━━ Data for processing
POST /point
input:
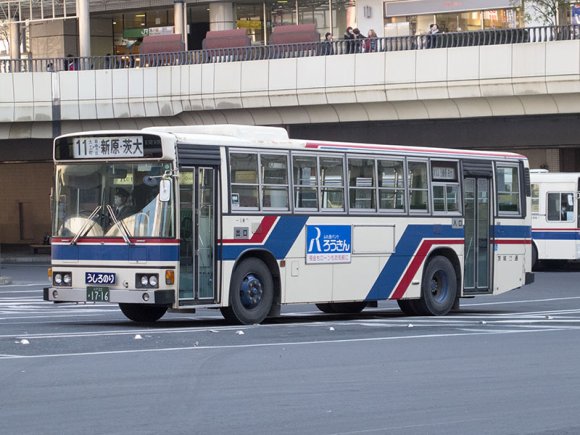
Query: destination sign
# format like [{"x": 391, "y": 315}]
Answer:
━━━━
• Set task
Return every line of the records above word for word, leaving the pictures out.

• Exercise solution
POST /point
input:
Query: destination sign
# format like [{"x": 391, "y": 315}]
Answer:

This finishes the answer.